Extrait fourni
LA VIE DANS LA COMMUNE DE SAINT-ESTEBEN EN BASSE-NAVARRE AU PAYS BASQUE AUTREFOIS (troisième partie)

 

LA VIE À SAINT-ESTEBEN AUTREFOIS.


Depuis 1936, Don José Miguel de Barandiaran, prêtre, chercheur et scientifique, originaire d'Ataun, en Guipuscoa, fait des enquêtes d'ethnologie et d'archéologie en Pays Basque français.



pays basque basse-navarre maison barandiaran
BLASON DE ST-ESTEBEN BASSE-NAVARRE
PAYS BASQUE D'ANTAN


Voici ce que rapporta au sujet de ses recherches sur Saint-Esteben, en Basse-Navarre, le Bulletin 

du Musée Basque N°20, en 1941, sous la plume de José Miguel de Barandiaran :



"Eusko - Folklore.

Documents et questionnaires.

Année XXI Sare, Janvier-Juin 1941 N° CLI-CLVI

Traits de la vie populaire de Dohozti.



IV. — Alimentation.



Par le mot janari on désigne les aliments.



Quatre repas se prennent généralement durant la journée, à savoir : askari, bazkari, atsaldeko-askari et auhari.



Askari est le repas qui se prend vers les 7 heures du matin. Il consiste en œufs et en lard (arrautza eta xingarra), auxquels on substitue parfois des galettes de maïs et du lait.



Bazkari se prend à midi. Il comprend généralement salda, c'est-à-dire du bouillon avec des tranches de pain et saltsa qui consiste eh pommes de terre — ou tomate — avec du lard.

(Éléments stockés)
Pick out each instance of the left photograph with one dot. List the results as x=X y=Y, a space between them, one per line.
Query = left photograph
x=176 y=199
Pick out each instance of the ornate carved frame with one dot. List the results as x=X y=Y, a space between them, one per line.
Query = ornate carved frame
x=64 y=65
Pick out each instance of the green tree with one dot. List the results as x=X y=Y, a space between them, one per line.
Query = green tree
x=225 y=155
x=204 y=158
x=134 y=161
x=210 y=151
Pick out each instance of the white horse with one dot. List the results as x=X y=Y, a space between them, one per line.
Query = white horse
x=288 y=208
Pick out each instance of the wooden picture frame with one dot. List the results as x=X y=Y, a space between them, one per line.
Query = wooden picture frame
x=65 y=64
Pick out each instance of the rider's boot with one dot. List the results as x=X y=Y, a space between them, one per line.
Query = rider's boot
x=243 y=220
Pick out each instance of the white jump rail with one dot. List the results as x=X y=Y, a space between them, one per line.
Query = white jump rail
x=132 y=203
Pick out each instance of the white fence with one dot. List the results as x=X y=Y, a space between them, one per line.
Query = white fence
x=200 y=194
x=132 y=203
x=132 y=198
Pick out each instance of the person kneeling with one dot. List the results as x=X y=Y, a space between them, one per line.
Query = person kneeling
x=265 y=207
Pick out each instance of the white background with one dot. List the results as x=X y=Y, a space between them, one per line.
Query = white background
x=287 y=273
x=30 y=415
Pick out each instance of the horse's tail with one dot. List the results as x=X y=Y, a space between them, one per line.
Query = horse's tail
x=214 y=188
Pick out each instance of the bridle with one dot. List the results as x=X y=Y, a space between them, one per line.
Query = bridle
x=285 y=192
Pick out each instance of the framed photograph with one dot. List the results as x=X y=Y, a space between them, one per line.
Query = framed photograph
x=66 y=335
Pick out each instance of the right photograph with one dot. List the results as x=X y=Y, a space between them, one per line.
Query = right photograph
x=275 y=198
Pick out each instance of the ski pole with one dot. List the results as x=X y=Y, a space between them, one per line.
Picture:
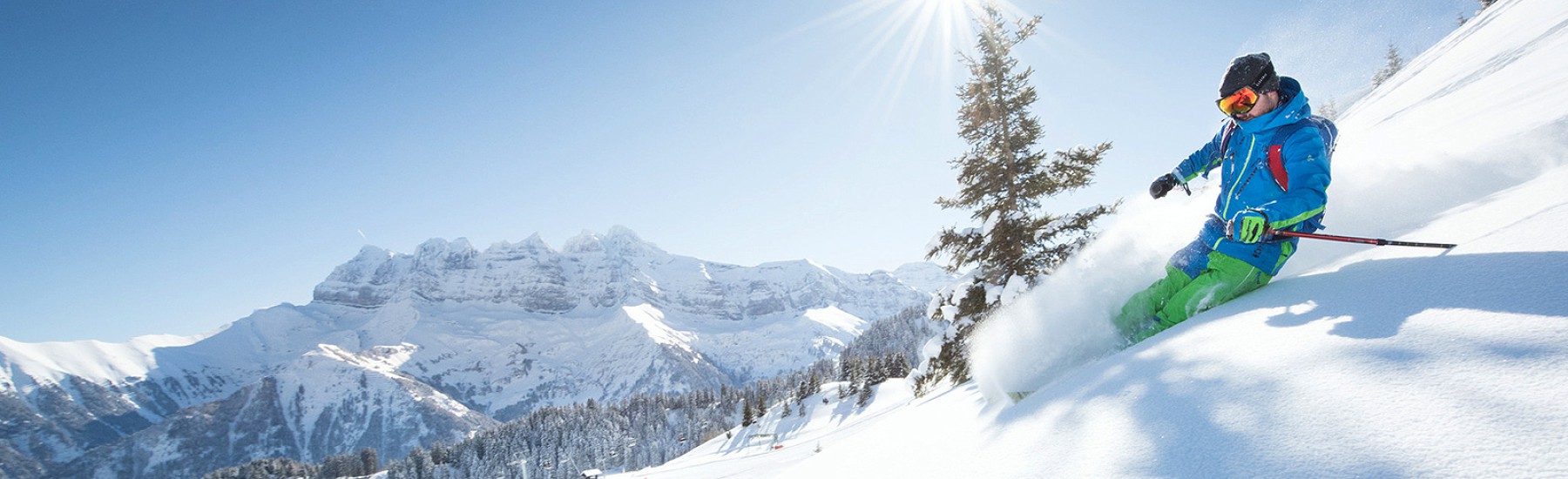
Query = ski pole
x=1374 y=241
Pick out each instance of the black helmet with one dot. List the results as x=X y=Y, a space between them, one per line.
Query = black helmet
x=1254 y=71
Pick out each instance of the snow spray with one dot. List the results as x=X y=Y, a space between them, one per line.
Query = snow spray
x=1066 y=320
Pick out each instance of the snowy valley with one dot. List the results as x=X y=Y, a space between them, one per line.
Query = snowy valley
x=408 y=349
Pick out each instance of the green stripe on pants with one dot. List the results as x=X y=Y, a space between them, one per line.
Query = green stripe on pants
x=1176 y=296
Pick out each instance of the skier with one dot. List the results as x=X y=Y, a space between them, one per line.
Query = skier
x=1274 y=168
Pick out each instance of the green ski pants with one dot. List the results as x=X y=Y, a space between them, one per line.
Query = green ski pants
x=1178 y=296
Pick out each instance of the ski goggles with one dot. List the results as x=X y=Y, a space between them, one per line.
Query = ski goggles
x=1242 y=100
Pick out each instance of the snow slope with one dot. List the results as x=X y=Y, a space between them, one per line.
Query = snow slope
x=1355 y=362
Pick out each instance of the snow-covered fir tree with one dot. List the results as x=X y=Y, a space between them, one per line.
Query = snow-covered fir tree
x=1004 y=179
x=645 y=431
x=1393 y=64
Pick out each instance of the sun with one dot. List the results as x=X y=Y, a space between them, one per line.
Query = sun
x=921 y=37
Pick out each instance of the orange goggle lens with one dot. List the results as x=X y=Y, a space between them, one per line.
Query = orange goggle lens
x=1242 y=100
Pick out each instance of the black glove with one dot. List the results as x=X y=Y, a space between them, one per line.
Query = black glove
x=1162 y=185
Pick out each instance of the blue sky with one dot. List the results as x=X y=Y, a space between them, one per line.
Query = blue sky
x=172 y=166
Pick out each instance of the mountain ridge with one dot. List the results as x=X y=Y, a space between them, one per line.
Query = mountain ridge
x=478 y=337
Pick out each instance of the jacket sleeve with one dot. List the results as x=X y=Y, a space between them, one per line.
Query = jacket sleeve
x=1200 y=162
x=1307 y=170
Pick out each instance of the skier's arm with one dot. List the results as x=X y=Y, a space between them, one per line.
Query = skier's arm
x=1201 y=162
x=1307 y=171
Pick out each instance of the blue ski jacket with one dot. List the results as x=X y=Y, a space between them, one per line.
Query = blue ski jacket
x=1275 y=165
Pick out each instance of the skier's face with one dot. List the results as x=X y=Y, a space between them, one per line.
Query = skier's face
x=1266 y=104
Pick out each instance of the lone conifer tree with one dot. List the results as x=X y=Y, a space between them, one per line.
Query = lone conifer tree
x=1393 y=66
x=1004 y=180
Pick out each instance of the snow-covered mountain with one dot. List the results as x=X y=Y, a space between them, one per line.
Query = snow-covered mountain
x=1356 y=362
x=403 y=349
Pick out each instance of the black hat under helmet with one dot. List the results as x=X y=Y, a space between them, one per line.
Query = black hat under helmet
x=1254 y=71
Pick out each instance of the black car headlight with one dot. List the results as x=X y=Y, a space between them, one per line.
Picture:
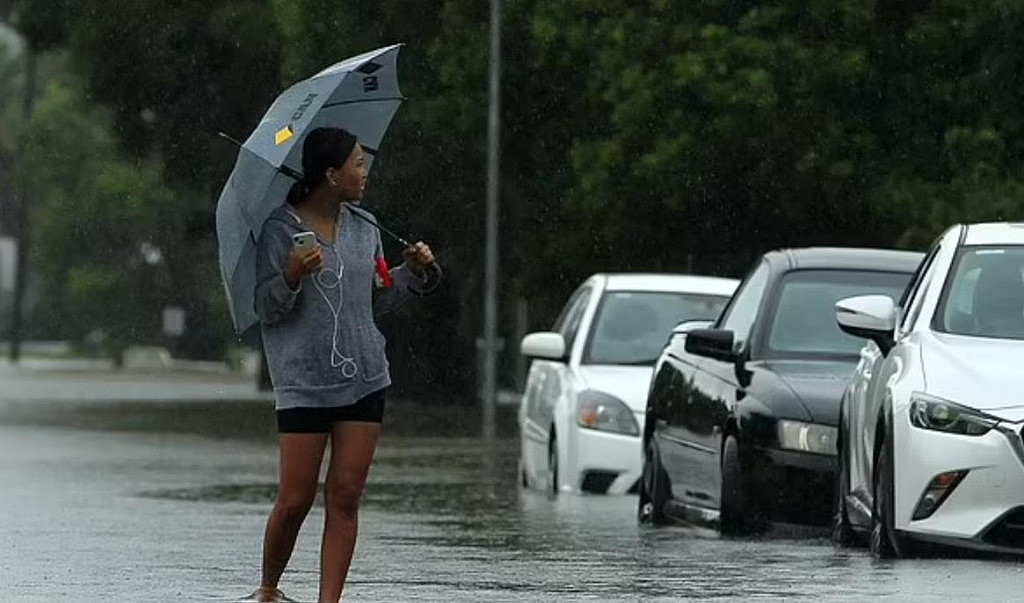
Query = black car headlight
x=939 y=415
x=604 y=413
x=807 y=437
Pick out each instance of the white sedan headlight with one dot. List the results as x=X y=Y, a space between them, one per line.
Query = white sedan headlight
x=604 y=413
x=807 y=437
x=939 y=415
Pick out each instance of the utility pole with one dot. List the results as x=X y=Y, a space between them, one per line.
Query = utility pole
x=489 y=392
x=22 y=218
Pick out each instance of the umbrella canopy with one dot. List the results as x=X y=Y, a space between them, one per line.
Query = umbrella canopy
x=359 y=94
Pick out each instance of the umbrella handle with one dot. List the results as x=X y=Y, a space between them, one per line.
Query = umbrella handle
x=434 y=274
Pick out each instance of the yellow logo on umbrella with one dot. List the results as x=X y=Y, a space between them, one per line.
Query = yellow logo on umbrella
x=283 y=135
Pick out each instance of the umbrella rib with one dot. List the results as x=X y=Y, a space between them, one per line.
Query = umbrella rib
x=383 y=99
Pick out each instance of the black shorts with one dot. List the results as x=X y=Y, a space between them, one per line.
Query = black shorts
x=368 y=410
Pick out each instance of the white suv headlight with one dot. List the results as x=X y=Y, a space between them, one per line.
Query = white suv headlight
x=939 y=415
x=604 y=413
x=807 y=437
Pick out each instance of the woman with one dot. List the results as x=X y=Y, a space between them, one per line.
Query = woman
x=326 y=355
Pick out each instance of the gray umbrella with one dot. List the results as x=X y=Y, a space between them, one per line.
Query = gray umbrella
x=359 y=94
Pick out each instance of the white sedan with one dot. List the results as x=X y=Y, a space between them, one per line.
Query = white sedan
x=586 y=393
x=930 y=427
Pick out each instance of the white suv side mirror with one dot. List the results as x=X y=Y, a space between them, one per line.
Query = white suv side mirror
x=550 y=346
x=868 y=316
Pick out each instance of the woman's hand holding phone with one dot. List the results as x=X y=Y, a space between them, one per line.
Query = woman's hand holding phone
x=304 y=258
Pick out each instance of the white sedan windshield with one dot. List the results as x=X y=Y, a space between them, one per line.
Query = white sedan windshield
x=985 y=296
x=633 y=327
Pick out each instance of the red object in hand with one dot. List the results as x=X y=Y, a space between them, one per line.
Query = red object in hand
x=383 y=272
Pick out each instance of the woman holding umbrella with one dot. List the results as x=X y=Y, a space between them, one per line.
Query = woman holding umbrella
x=316 y=307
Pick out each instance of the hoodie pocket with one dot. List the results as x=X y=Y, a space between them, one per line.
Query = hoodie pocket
x=375 y=362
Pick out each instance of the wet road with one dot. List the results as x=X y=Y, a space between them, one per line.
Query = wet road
x=165 y=500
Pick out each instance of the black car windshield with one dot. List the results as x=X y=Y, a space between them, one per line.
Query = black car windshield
x=805 y=315
x=985 y=295
x=632 y=328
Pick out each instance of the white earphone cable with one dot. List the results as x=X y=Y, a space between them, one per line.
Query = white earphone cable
x=338 y=360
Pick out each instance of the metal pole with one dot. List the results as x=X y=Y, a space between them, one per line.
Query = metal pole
x=491 y=266
x=22 y=220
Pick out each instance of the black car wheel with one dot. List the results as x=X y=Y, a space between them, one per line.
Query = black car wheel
x=654 y=486
x=733 y=519
x=842 y=529
x=884 y=542
x=553 y=467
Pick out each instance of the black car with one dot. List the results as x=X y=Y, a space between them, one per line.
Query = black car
x=741 y=417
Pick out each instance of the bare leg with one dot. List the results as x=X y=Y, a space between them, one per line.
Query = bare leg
x=352 y=445
x=301 y=455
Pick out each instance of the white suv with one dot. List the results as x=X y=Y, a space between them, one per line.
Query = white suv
x=930 y=443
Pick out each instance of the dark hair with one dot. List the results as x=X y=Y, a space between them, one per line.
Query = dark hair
x=322 y=148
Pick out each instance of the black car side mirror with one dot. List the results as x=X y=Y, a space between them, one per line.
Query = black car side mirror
x=712 y=343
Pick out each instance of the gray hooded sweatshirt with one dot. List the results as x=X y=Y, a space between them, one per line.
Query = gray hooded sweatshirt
x=322 y=344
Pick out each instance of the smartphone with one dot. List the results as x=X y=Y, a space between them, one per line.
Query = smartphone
x=304 y=241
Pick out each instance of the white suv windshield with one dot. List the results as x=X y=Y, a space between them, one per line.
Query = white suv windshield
x=985 y=295
x=633 y=327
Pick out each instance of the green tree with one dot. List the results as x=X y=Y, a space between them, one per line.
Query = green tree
x=98 y=224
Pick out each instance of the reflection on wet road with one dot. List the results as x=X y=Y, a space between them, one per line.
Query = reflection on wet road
x=163 y=501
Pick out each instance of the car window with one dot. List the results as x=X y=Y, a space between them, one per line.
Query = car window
x=918 y=302
x=910 y=293
x=632 y=328
x=803 y=320
x=985 y=294
x=742 y=310
x=568 y=324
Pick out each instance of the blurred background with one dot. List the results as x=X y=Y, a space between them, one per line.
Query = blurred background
x=639 y=135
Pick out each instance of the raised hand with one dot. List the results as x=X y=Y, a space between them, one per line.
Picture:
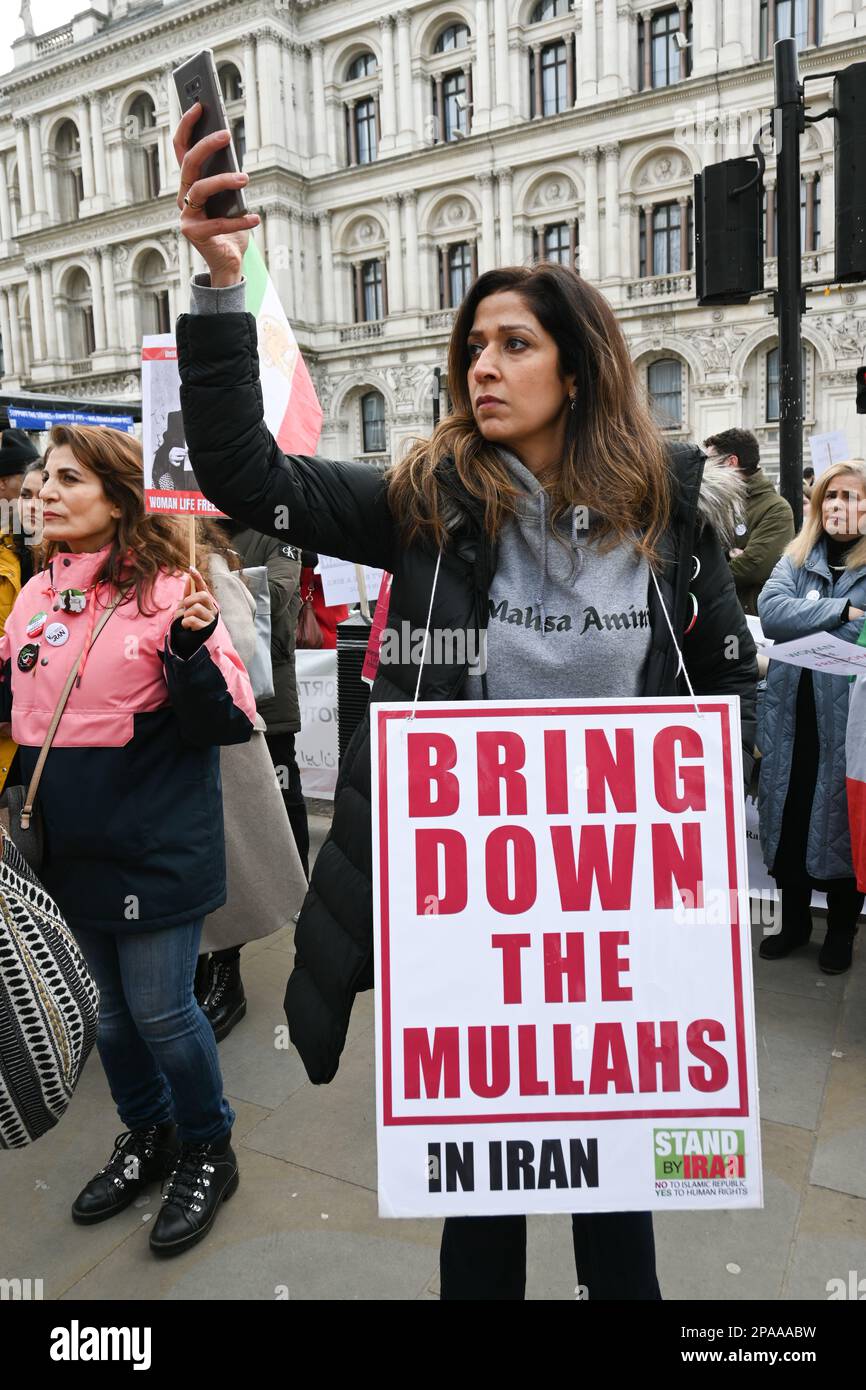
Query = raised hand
x=220 y=241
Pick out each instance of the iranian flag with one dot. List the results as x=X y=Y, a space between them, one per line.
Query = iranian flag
x=292 y=412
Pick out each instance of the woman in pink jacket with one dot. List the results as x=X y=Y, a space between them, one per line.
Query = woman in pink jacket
x=132 y=809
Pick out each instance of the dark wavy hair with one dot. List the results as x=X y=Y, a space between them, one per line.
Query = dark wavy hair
x=615 y=459
x=143 y=545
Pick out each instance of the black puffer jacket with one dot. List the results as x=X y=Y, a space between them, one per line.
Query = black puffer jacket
x=342 y=509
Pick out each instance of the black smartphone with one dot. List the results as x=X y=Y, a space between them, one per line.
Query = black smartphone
x=196 y=81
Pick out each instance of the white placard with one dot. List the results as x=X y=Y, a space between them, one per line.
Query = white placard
x=822 y=652
x=339 y=581
x=317 y=745
x=565 y=1016
x=829 y=448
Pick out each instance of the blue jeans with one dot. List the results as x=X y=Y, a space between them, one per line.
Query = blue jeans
x=156 y=1045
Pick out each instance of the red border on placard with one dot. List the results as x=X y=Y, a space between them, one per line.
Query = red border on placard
x=484 y=710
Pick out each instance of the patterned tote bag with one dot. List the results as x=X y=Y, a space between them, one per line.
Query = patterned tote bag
x=49 y=1005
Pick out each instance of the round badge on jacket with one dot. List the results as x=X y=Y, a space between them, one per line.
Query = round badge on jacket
x=57 y=634
x=27 y=656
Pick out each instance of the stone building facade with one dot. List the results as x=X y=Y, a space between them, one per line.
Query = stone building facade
x=392 y=156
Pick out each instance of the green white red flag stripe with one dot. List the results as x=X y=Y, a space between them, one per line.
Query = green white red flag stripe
x=292 y=412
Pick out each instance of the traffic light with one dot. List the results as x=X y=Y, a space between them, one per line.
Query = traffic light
x=850 y=149
x=729 y=232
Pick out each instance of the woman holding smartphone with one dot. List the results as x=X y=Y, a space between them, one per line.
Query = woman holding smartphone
x=546 y=421
x=132 y=809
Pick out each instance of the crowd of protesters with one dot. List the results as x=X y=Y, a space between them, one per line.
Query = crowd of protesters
x=160 y=790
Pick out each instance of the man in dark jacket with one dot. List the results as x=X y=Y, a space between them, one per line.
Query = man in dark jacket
x=766 y=524
x=221 y=987
x=342 y=509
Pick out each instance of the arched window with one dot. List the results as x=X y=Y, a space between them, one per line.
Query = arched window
x=14 y=196
x=152 y=293
x=549 y=10
x=142 y=142
x=79 y=314
x=67 y=166
x=798 y=20
x=373 y=423
x=549 y=86
x=362 y=131
x=772 y=382
x=369 y=291
x=458 y=268
x=666 y=245
x=362 y=67
x=455 y=36
x=231 y=82
x=665 y=388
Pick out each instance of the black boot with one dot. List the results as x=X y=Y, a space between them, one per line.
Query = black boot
x=205 y=1175
x=795 y=925
x=141 y=1157
x=225 y=1002
x=200 y=986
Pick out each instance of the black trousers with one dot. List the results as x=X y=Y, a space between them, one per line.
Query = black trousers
x=281 y=748
x=485 y=1257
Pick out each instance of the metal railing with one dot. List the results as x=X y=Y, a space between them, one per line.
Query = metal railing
x=656 y=287
x=360 y=331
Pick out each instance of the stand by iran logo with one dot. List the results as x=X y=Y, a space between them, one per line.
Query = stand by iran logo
x=698 y=1154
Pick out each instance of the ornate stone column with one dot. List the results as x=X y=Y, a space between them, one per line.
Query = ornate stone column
x=99 y=302
x=6 y=211
x=47 y=307
x=406 y=136
x=250 y=96
x=612 y=209
x=289 y=123
x=271 y=117
x=388 y=96
x=86 y=150
x=590 y=238
x=36 y=316
x=25 y=186
x=588 y=86
x=6 y=335
x=501 y=59
x=107 y=271
x=412 y=288
x=296 y=264
x=481 y=113
x=320 y=113
x=609 y=84
x=328 y=307
x=39 y=198
x=395 y=255
x=627 y=35
x=100 y=173
x=506 y=217
x=488 y=223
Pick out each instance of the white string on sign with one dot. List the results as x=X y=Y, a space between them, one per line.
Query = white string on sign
x=433 y=594
x=681 y=666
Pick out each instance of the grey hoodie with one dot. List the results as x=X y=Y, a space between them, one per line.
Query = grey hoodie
x=565 y=620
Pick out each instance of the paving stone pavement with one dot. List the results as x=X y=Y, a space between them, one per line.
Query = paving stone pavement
x=305 y=1223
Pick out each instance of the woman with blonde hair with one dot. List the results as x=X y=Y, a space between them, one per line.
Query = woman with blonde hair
x=819 y=585
x=131 y=808
x=546 y=491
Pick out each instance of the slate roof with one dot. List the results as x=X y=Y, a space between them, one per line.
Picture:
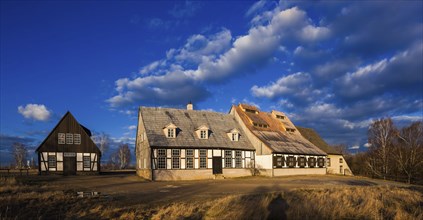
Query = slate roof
x=188 y=121
x=314 y=138
x=275 y=136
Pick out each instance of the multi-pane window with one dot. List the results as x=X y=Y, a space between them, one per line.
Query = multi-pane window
x=170 y=133
x=77 y=138
x=238 y=159
x=228 y=158
x=278 y=161
x=311 y=162
x=189 y=159
x=52 y=161
x=280 y=116
x=87 y=161
x=321 y=162
x=234 y=136
x=61 y=138
x=301 y=162
x=176 y=158
x=161 y=159
x=203 y=134
x=203 y=159
x=291 y=161
x=69 y=138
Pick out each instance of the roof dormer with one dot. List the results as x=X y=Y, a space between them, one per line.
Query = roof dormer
x=202 y=132
x=170 y=130
x=233 y=134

Consigne 1
Selon le texte sur la vie à Saint-Esteben, vers quelle heure se prend l'askari ?
Consigne 2
Poursuivez le texte sur la vie à Saint-Esteben à partir de sa dernière phrase.

Zone de réponse 1
Vers 7 heures du matin.

Zone de réponse 2
Atsaldeko-askari (= repas de l'après-midi) a lieu approximativement à cinq heures du soir. On y sert du pain et du fromage ( = ogi eta gasna). En hiver, on supprime fréquemment cette collation.



Auhari est le dîner, lequel a lieu à 7 heures, ou 8 heures du soir en hiver, plus tard en été. Il consiste en salda (soupe de légumes et tranches de pain) et esnia artoakin (lait et pain de maïs).



Dans ces derniers temps, la coutume s'est introduite de déjeuner le matin avec du café avant d'entreprendre un travail quelconque.



La pièce de la maison où se font et se prennent les repas est la cuisine. Seul le goûter se sert dans les champs, c'est-à-dire sur le lieu où l'on travaille, pendant l'époque estivale.



Des quatre repas, le plus important est celui de midi, celui que l'on nomme bazkari. Durant l'été, qui est l'époque du grand travail, les rations sont améliorées et on boit du vin.



En certaines occasions, comme pour la fête patronale du village ou autres festivités importantes, comme aussi  pour fêter quelque heureux événement familial, on mange de la viande au repas de midi. Tous les huit jours, passe par le village un boucher de Hasparren qui vend de la viande de bœuf. Au cours de tels repas, l'ordre des plats qui se servent sur la table est le suivant : salda, adagia (viande bouillie), saltsa et errakia (viande rôtie de bœuf, de poulet, etc.).



Au repas de midi, on boit généralement du cidre (en basque, sagar-ano), remplacé parfois par du vin (en basque, ano), à l'époque des plus grands travaux, c'est-à-dire durant l'été, comme nous l'avons déjà dit précédemment.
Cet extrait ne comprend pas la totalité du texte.